- [Stated goal]
Please turn everything in the lines below, from the line containing "Exercise. For every instance of the door" down to the line containing "<point>632,633</point>", into a numbered list, leaving out any blank lines.
★ ★ ★
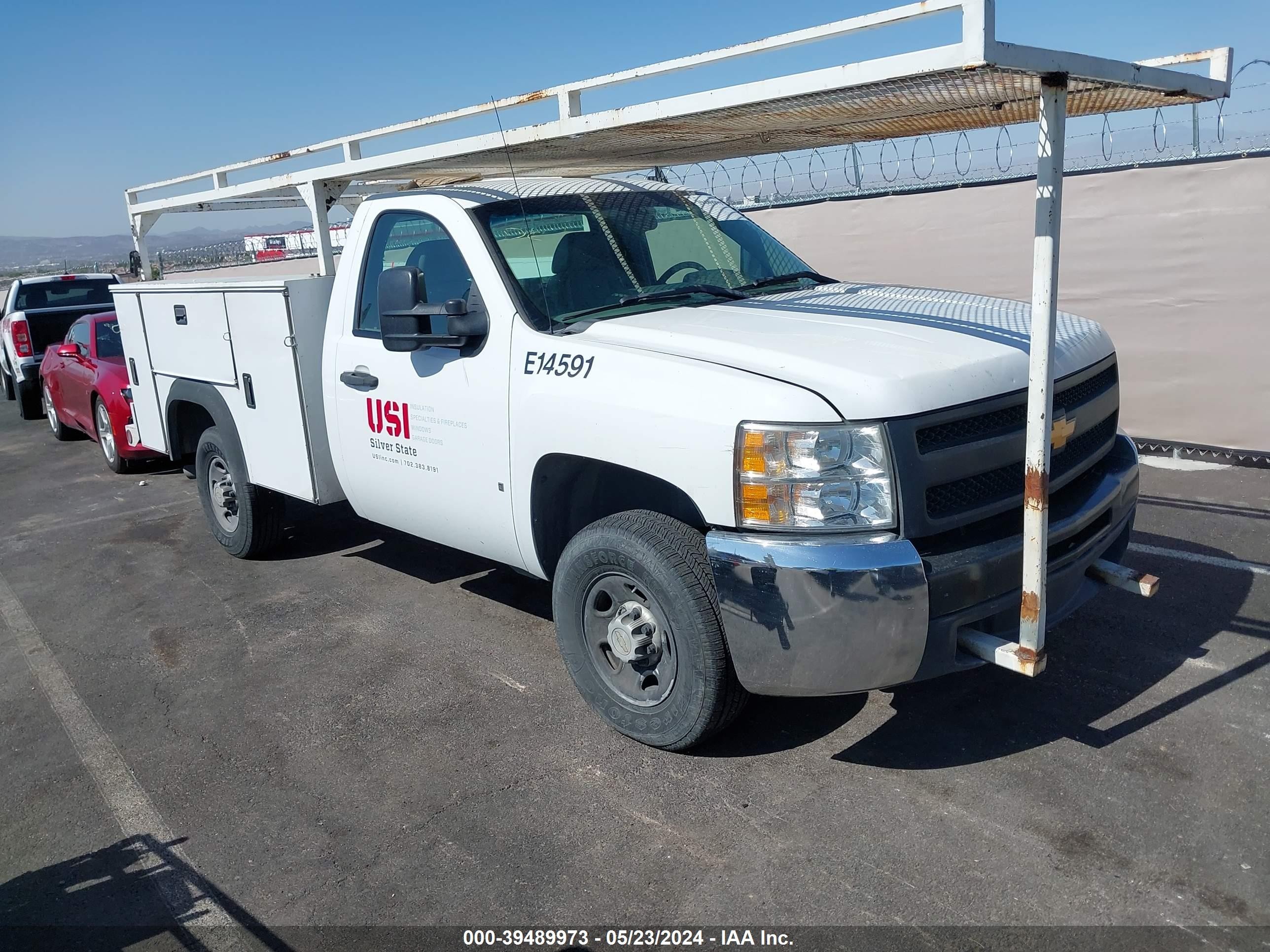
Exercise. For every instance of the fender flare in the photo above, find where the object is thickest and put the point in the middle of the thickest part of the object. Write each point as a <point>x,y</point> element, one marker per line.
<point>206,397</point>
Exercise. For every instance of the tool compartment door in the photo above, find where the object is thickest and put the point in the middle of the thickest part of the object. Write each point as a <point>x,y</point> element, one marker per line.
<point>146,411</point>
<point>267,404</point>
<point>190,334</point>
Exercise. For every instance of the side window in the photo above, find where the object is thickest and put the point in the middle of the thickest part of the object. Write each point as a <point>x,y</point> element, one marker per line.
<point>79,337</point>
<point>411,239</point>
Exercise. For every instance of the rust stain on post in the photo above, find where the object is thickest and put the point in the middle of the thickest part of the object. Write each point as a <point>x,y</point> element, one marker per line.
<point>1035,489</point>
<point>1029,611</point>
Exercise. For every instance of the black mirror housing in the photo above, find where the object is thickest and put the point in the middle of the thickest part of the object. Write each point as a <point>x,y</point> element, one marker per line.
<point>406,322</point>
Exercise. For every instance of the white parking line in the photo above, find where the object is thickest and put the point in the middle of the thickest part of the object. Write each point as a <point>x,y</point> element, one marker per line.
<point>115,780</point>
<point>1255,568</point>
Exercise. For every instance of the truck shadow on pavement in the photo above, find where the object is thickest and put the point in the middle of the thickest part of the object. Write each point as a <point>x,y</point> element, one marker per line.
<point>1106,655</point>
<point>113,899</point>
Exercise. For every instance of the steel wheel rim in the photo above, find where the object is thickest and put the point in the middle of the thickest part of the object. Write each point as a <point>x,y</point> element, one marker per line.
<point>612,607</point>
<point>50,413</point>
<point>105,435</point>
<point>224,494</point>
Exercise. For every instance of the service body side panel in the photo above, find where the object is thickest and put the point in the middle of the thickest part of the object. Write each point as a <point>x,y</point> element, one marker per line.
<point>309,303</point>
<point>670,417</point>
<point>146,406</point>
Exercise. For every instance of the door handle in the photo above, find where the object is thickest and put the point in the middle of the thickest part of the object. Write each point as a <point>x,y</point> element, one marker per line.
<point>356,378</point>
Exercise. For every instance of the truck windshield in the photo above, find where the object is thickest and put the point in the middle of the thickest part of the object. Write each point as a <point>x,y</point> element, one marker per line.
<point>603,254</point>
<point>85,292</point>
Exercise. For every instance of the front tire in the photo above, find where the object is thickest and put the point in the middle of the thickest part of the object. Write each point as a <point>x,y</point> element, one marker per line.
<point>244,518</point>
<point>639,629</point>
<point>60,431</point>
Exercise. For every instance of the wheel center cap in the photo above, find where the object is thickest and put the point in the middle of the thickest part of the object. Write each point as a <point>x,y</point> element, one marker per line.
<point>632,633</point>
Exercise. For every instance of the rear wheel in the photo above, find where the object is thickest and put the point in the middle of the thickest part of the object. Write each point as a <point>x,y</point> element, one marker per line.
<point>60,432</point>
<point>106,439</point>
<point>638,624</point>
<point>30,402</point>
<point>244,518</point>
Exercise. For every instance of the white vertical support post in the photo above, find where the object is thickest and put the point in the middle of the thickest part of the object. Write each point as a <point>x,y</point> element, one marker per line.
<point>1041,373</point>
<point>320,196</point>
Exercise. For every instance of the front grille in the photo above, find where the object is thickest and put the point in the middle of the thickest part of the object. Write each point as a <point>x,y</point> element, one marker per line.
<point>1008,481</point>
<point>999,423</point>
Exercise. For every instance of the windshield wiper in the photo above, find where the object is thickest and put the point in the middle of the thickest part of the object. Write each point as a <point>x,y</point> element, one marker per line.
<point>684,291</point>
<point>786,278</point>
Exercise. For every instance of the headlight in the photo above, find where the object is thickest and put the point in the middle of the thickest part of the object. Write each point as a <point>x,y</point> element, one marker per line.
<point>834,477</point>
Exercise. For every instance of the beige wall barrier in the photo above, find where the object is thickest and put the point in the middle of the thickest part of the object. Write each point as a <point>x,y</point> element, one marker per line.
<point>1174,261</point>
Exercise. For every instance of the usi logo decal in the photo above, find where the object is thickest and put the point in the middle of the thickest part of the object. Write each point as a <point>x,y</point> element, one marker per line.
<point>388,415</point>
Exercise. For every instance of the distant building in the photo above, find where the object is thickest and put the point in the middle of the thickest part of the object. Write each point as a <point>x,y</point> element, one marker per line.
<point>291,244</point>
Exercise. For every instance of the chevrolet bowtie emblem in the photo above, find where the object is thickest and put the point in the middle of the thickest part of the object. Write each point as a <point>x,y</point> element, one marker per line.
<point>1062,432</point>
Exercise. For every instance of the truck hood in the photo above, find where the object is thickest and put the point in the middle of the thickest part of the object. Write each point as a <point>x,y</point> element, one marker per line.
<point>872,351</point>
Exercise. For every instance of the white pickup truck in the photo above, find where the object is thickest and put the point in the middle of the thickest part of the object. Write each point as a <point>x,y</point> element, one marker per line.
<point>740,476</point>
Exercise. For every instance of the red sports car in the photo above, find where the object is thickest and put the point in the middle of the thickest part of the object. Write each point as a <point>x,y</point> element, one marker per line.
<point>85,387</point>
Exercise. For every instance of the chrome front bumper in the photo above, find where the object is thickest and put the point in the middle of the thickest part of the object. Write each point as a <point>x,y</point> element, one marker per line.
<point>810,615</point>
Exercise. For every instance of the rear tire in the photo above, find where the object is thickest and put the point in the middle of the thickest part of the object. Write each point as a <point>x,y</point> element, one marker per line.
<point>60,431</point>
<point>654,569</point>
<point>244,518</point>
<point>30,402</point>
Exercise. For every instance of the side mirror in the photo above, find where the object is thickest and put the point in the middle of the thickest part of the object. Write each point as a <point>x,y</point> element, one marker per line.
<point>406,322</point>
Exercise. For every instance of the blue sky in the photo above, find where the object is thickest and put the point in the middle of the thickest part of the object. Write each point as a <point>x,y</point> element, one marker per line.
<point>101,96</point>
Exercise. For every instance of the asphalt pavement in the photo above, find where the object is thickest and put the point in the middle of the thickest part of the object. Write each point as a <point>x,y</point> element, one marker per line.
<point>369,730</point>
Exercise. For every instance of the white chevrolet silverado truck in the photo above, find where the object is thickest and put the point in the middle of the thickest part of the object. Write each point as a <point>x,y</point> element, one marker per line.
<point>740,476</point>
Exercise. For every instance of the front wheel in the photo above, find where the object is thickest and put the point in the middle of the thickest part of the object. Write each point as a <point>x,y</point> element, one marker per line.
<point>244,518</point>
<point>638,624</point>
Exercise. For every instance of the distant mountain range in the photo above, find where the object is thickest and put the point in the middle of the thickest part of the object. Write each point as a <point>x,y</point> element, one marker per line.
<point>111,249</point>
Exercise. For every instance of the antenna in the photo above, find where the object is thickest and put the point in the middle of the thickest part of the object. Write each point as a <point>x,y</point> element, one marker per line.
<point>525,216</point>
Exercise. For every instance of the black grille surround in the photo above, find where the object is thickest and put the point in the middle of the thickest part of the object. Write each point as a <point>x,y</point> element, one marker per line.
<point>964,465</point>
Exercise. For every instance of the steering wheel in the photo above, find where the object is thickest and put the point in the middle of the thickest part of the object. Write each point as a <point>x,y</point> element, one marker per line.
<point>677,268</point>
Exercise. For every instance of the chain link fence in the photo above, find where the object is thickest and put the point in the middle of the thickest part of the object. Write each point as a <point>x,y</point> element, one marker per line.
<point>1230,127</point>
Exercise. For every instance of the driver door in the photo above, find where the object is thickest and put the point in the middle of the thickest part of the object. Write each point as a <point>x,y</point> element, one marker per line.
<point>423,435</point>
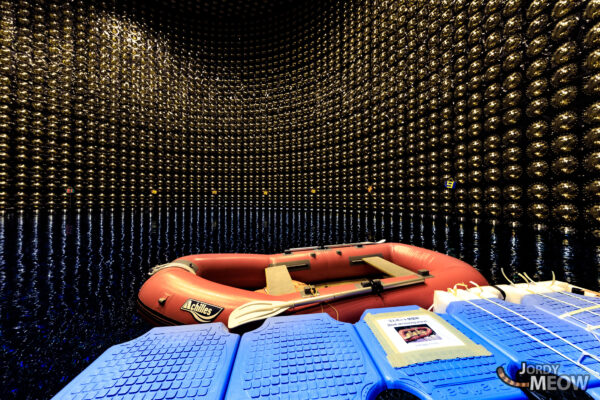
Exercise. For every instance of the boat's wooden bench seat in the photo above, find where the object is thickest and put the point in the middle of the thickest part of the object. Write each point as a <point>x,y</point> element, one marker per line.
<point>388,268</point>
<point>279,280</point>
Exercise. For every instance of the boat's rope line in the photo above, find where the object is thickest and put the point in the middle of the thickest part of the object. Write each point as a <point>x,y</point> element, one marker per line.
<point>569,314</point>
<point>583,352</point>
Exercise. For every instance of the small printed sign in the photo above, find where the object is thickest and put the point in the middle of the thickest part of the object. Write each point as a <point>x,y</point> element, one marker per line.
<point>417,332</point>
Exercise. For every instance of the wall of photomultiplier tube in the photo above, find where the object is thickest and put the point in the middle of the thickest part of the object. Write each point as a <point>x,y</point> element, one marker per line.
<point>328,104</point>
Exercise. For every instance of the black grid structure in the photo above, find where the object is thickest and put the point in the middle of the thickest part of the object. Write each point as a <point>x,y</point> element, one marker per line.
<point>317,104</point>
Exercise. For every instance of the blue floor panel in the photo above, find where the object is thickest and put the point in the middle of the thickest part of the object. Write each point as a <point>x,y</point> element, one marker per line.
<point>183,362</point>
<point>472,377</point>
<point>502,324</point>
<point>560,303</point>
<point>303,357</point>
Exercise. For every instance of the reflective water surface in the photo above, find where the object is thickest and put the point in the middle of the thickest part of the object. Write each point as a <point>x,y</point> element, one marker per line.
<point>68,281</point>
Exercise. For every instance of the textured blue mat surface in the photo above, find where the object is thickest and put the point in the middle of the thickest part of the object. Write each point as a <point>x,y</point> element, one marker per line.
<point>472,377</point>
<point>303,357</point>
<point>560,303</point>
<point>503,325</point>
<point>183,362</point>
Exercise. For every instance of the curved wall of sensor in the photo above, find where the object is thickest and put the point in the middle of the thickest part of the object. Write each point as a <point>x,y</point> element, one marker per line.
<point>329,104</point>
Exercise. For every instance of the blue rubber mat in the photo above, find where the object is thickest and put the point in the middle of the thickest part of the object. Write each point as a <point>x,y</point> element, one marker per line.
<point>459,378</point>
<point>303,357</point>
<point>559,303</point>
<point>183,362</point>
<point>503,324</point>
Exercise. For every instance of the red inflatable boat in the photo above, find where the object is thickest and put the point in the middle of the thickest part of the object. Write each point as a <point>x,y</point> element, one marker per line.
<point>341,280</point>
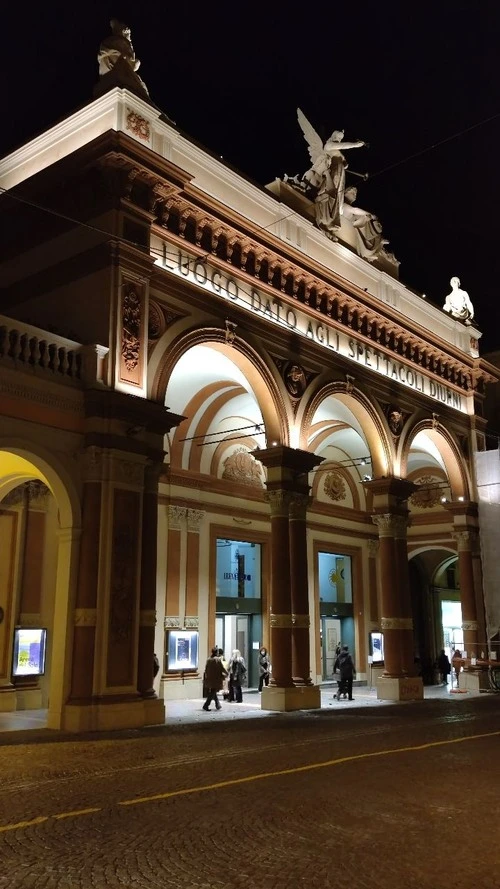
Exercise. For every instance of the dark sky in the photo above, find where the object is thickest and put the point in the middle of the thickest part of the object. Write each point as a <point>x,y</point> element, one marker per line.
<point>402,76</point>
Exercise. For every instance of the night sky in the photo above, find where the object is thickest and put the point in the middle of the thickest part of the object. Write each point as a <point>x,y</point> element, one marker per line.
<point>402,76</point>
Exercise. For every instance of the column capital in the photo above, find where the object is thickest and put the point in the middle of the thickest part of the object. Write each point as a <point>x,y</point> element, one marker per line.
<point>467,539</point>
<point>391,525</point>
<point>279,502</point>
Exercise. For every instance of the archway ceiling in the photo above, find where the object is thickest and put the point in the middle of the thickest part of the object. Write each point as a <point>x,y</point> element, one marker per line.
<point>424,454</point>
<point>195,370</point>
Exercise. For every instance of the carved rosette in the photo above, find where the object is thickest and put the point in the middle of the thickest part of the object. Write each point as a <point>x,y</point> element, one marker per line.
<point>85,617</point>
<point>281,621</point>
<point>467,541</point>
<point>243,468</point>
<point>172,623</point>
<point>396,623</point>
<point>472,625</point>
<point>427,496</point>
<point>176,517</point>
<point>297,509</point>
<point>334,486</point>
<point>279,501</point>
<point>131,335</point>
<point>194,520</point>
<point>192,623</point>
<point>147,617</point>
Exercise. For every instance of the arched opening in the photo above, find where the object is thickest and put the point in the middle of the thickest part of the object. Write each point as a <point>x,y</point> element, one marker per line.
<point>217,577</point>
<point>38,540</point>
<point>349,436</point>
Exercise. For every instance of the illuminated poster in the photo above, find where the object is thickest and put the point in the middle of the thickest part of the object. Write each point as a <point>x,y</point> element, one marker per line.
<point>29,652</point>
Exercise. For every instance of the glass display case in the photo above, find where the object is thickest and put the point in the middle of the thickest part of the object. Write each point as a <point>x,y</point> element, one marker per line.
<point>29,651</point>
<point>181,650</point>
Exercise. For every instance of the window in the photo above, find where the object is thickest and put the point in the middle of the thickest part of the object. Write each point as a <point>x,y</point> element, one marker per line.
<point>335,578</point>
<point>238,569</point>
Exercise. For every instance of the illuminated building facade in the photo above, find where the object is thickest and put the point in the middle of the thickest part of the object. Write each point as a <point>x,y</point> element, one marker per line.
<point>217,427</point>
★ ★ ★
- [Exercise answer]
1. Exercise. For every instance of the door handle in the photo above, find where the object is thickest and put the point in the middle of the thickest part of the object. Write each point as a <point>x,y</point> element, one marker per line.
2. <point>356,378</point>
3. Exercise. For every instance of the truck windshield in the photo above, find where the object is thickest and put the point in the middle of the thickest part of the object. Write each point as a <point>x,y</point> element, one marker per line.
4. <point>603,254</point>
5. <point>85,292</point>
6. Exercise. For every instance of the front tire in the photo above, find where the object is thickest and put the point in the middle of the thickest part of the object. Write each point as a <point>x,y</point> element, one marker per line.
7. <point>244,518</point>
8. <point>639,629</point>
9. <point>60,431</point>
10. Exercise. For every instance of the wheel center cap in the photo above, find where the object is thickest and put the point in the middle of the thickest part of the object. Write each point as a <point>x,y</point> element, one marker per line.
11. <point>632,633</point>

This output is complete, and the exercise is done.